**Excerpt:**
☆ ☆ ☆

To overcomes these issues, treatments to produce medical ovarian ablation have been developed

• Reversible and reliable medial ovarian ablation can be achieved using luteinising hormone releasing hormone (LHRH) agonists
• LHRH agonists bind to LHRH receptors in the pituitary leading to receptor downregulation and suppression of LH release and inhibition of ovarian function, including oestrogen production
• Examples of LHRH agonists: Goserelin, Buserelin, Leuprolide, Triptorelin

Question 5

Breast Cancer: Targets for Breast Cancer Treatment

Answer 5

Treatments – Hormonal Targets:

1. LHRH agonists.
2. Aromatase inhibitors – prevent conversion.
3. Antioestrogens.

Oestrogens & Anti-Oestrogens: Tamoxifen

• Tamoxifen – OR-blocker or a SERM – competitive inhibitor.
  
  • This negates the effects of oestrogens so the cell is arrested at the G1 phase.
  • Oestrogenic in bone and the CVS (decrease risk of osteoporosis and atherosclerosis risk).
• Tamoxifen is the drug of choice for metastatic cancer in post-menopausal patients.
• Few side effects – bar hot flushes.
• Evidence of increased risk of thromboembolic events and can cause endometrial hyperplasia (cancer possibility).
• Toremifene = analogue of tamoxifen.
• Faslodex = no oestrogen-like activity but effective at controlling oestrogen-stimulated growth.
  
  • Pure anti-oestrogen.
  • Decreases tumour cell invasion and the stimulation of occult endometrial carcinoma.
• Raloxifene = anti-tumour agent in animals.
  
  • Oestrogenic in bone.
  • No activity in breast or uterus.
  • Treats osteoporosis.

Question 6

Tamoxifen

Answer 6

• Tamoxifen reduces the incidence of contralateral breast cancer by a third.
• Tamoxifen trials have shown:
  
  • 38% reduction in overall breast cancer incidence.
  • No effect on OR- breast cancer incidence.
  • No association between prevention and patient age.

☆ ☆ ☆

**Work order A:** Return the passage of the notes on hormonal breast cancer treatment from "Oestrogens & Anti-Oestrogens: Tamoxifen" up to and including "hyperplasia (cancer possibility).", copied word for word.
**Work order B:** Write the next part of the notes on hormonal breast cancer treatment, picking up after their final line.

☆ ☆ ☆

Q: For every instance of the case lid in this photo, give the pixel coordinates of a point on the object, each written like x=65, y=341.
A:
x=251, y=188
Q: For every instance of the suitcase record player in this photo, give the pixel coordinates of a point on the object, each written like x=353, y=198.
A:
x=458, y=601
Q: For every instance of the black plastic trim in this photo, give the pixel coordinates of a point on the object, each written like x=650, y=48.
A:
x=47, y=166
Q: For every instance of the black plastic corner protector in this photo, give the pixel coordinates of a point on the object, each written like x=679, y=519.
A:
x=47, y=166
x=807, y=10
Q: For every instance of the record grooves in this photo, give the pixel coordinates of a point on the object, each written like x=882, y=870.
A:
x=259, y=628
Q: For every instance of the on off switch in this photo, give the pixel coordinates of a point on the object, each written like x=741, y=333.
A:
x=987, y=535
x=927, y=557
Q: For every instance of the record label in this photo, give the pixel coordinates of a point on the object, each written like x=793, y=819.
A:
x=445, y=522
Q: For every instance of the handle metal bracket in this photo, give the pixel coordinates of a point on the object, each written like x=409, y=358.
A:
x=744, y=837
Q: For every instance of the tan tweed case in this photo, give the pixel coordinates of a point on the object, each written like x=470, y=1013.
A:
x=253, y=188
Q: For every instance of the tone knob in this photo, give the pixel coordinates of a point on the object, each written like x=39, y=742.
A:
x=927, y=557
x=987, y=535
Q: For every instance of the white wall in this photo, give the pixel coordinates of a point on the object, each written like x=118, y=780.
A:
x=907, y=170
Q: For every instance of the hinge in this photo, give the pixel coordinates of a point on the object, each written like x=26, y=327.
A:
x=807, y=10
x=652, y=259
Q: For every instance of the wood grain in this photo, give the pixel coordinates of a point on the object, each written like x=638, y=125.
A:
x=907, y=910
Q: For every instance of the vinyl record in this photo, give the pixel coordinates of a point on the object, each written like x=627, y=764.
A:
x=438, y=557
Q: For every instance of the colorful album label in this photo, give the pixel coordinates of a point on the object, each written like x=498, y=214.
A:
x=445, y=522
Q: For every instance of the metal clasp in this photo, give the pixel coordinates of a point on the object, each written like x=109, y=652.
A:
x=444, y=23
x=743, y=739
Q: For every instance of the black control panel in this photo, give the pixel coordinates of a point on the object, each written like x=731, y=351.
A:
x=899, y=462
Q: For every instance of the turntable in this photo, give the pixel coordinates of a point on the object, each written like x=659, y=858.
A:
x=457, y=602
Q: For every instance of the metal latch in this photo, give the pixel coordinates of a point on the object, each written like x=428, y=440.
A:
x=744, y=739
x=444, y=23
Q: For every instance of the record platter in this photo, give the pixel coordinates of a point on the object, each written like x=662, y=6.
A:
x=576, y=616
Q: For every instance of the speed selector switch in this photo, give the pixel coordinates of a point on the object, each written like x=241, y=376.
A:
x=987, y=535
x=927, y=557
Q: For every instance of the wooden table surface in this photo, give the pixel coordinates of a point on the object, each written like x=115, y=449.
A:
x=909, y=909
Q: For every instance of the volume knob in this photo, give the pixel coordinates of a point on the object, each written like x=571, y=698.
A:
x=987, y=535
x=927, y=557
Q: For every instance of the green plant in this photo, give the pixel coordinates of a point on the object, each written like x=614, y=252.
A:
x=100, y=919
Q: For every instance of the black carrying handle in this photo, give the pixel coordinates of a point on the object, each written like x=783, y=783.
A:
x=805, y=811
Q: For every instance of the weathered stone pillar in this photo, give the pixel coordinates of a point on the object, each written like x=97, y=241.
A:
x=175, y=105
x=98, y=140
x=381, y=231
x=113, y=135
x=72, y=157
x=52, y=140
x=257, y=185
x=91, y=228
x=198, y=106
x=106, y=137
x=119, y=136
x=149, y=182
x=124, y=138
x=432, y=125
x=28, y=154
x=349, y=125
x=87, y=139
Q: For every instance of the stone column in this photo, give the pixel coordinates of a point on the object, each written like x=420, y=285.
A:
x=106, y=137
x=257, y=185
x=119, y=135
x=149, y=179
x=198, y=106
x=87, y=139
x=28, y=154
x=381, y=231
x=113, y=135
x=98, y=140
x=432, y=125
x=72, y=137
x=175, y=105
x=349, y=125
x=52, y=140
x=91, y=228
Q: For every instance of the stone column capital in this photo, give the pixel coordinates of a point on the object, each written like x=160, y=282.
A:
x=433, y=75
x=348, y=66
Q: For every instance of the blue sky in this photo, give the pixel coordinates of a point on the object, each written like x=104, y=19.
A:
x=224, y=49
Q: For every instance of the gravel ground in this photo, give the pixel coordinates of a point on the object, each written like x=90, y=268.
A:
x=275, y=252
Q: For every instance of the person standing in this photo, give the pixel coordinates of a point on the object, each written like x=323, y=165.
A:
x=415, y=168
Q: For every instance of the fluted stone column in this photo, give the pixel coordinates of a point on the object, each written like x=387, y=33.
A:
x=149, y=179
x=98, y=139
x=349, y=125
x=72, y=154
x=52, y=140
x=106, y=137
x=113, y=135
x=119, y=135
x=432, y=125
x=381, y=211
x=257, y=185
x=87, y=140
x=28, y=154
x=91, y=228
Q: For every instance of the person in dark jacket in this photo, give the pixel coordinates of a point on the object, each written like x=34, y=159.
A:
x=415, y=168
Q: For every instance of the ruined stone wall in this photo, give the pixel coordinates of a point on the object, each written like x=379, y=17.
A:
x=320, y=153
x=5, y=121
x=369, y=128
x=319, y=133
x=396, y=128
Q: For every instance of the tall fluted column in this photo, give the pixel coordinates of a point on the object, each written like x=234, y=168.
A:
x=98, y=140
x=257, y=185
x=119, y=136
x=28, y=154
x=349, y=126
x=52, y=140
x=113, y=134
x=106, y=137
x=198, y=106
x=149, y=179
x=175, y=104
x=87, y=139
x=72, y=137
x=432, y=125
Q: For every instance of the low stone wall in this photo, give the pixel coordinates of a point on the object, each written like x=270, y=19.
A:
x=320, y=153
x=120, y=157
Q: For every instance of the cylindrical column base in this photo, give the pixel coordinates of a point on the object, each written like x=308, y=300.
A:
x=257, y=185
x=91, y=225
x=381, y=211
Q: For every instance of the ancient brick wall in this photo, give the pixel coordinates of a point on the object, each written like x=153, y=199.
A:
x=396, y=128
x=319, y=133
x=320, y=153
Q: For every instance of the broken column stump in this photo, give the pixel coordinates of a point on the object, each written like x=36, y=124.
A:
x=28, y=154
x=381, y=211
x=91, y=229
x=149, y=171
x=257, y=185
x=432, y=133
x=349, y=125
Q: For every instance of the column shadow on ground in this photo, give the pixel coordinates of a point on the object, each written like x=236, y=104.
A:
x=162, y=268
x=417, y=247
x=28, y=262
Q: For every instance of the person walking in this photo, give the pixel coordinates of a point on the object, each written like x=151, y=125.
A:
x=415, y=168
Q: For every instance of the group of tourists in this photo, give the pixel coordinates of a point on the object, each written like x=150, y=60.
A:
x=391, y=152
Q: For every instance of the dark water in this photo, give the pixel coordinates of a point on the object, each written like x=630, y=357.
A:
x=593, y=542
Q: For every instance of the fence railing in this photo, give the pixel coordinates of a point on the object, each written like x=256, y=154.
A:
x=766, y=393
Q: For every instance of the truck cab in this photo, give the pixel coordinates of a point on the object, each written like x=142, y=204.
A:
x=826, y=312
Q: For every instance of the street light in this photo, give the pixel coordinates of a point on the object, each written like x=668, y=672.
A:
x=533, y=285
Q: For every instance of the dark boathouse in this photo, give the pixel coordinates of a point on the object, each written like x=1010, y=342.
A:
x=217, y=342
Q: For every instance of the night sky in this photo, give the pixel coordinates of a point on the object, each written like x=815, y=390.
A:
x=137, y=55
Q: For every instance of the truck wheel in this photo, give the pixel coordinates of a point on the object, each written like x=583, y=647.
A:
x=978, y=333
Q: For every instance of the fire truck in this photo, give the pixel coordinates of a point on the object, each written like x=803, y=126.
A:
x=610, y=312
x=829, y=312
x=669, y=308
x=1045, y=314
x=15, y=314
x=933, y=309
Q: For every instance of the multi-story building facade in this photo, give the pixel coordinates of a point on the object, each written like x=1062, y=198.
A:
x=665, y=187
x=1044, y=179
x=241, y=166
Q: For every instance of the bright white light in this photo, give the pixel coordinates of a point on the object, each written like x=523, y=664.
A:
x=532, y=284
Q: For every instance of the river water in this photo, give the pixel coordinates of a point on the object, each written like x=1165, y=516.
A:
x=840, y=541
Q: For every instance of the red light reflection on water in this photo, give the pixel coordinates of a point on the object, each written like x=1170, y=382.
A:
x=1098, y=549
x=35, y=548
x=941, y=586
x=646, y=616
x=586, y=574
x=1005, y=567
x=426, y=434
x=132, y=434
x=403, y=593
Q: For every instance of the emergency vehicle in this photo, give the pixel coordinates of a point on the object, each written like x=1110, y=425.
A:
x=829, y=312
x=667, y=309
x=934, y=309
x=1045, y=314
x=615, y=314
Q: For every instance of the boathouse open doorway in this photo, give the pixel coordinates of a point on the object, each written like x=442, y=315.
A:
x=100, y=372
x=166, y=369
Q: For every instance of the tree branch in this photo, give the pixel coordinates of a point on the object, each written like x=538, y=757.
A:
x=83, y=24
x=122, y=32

☆ ☆ ☆

**Exercise response A:**
Oestrogens & Anti-Oestrogens: Tamoxifen

• Tamoxifen – OR-blocker or a SERM – competitive inhibitor.
  
  • This negates the effects of oestrogens so the cell is arrested at the G1 phase.
  • Oestrogenic in bone and the CVS (decrease risk of osteoporosis and atherosclerosis risk).
• Tamoxifen is the drug of choice for metastatic cancer in post-menopausal patients.
• Few side effects – bar hot flushes.
• Evidence of increased risk of thromboembolic events and can cause endometrial hyperplasia (cancer possibility).

**Exercise response B:**
Problems with using Tamoxifen as a PROPHYLACTIC drug:

• Endometrial cancer.
• Stroke.
• DVT.
• Cataracts.

Due to these problems, prevention trials are being conducted with – Raloxifene/Faslodex (SERMs) and aromatase inhibitors.

Question 7

Aromatase Inhibitors

Answer 7

• In postmenopausal women, the main source of oestrogen is from the CONVERSION of the adrenal hormones androstenedione and testosterone (to a lesser extent) to oestrone (O2/E2), rather than from the ovaries directly.
  
  • This conversion occurs at the extra-adrenal or peripheral sites – liver, fat and muscle.
  • Catalysed by the aromatase enzyme complex.
• Aromatase:
  
  • Aromatase is a complex with:
    
    • Cytochrome P450 haem containing protein.
    • Flavoprotein NADPH CYP450 reductase.
  • Aromatase catalyses 3 steroid hydroxylations involved in conversion of androstenedione to oestrone.
  • Aromatase can also metabolise androstenedione to produce oestrone sulphate (circulates in plasma).
• Aromatase inhibitors:
  
  • Suicide inhibitors: Exemestane
    
    • Competitive with androstenedione and testosterone for binding to aromatase.
    • Enzyme acts on the inhibitor to create reactive alkylating species which covalently bond the active site of the enzyme à irreversibly inactivated.
  • Competitive inhibitors: Anastrozole
    
    • Binds reversibly to aromatase.

Question 8

Progestins

Answer 8

• Main progestin is progesterone.
• Due to the poor absorption of synthetic progesterone, synthetic derivatives have been made.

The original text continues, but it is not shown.